* Aim:
Please present the records as a numbered list, leaving out blank lines, starting with the line containing "# test: point at every instance of the red and" and continuing through the end of the records, both ends included.

* Material to process:
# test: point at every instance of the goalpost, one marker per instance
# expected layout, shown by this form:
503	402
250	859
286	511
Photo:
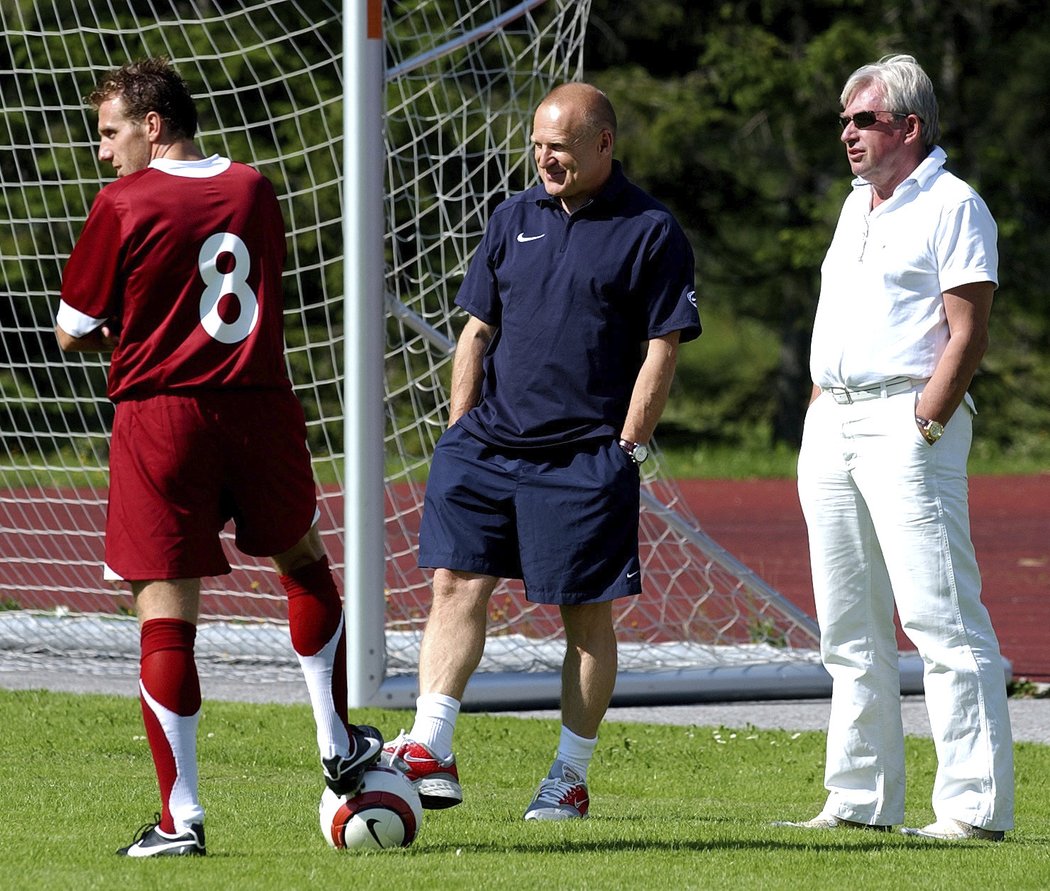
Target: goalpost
445	132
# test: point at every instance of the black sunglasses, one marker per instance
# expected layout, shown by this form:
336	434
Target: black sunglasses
863	120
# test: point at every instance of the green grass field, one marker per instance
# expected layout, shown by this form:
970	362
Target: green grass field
672	807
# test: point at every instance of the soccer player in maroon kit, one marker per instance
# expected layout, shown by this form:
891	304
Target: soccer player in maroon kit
177	273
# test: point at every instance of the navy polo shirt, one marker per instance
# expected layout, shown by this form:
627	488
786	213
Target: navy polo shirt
573	297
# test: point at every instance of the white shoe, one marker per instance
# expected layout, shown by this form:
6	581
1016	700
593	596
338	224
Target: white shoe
562	796
954	830
831	821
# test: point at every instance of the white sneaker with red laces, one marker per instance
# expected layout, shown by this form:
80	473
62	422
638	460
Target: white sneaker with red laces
562	796
435	779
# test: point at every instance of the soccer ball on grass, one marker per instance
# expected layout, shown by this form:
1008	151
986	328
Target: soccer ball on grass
384	813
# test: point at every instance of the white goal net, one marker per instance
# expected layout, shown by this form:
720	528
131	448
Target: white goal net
462	78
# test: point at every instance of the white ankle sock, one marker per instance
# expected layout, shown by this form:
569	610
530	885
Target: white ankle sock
435	722
576	751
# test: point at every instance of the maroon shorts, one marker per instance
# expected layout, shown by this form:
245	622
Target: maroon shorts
181	467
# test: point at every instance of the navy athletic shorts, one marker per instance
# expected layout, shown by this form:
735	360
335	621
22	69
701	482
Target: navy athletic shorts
563	521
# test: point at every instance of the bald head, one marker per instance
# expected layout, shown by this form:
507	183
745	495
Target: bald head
573	132
586	105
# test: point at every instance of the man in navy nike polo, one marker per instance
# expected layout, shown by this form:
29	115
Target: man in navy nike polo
578	298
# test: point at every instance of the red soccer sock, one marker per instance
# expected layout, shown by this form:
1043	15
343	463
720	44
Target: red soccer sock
170	696
315	618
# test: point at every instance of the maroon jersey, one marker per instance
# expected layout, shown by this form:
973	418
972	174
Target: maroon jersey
186	258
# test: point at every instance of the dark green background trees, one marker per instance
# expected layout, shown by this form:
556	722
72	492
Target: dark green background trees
728	114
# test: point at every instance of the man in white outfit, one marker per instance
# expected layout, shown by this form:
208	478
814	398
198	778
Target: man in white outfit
901	326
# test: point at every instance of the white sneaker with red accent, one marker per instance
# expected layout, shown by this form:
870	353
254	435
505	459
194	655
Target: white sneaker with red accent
435	779
562	796
954	830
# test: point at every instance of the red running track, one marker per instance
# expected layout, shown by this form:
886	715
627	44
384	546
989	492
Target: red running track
760	523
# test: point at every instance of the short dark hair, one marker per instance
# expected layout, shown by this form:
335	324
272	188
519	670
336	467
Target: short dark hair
150	85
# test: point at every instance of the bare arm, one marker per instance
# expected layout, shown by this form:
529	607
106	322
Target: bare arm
967	309
103	339
468	367
651	388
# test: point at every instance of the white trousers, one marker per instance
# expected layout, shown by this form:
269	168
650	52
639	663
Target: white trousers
888	524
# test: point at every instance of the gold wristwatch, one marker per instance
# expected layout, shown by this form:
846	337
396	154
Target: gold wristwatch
931	430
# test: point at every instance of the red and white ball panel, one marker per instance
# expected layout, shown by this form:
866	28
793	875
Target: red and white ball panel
384	813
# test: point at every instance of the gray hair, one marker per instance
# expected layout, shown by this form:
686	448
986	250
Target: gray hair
906	88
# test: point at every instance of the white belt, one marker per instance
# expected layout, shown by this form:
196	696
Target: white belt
846	396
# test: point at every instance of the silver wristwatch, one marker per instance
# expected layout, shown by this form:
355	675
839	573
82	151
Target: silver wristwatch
636	451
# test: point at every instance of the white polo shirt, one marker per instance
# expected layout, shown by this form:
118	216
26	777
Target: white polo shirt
881	311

* Solution:
1. # test: point at every instance of the red and white ball panel, one marker per instance
2. # expected layout, shown by this form:
3. 866	28
4. 793	875
5. Target: red and white ball panel
6. 384	813
7. # test: point at every instance of the gray hair, one marker per instance
8. # expected layout, shown by this form:
9. 686	448
10. 986	250
11. Target: gray hair
12. 906	88
13. # test: point at every instance of the white belt, one marker per instance
14. # expected layout, shown by this form:
15. 196	696
16. Target: white belt
17. 846	396
18. # test: point at every instance of the silver wristwatch, one marker per instance
19. # expected layout, shown by this form:
20. 355	675
21. 839	573
22. 82	151
23. Target: silver wristwatch
24. 636	451
25. # test: point at every instance of the white polo shirt, one marker per instance
26. # expected layout, shown by this form:
27. 118	216
28. 26	777
29. Target: white polo shirt
30. 881	311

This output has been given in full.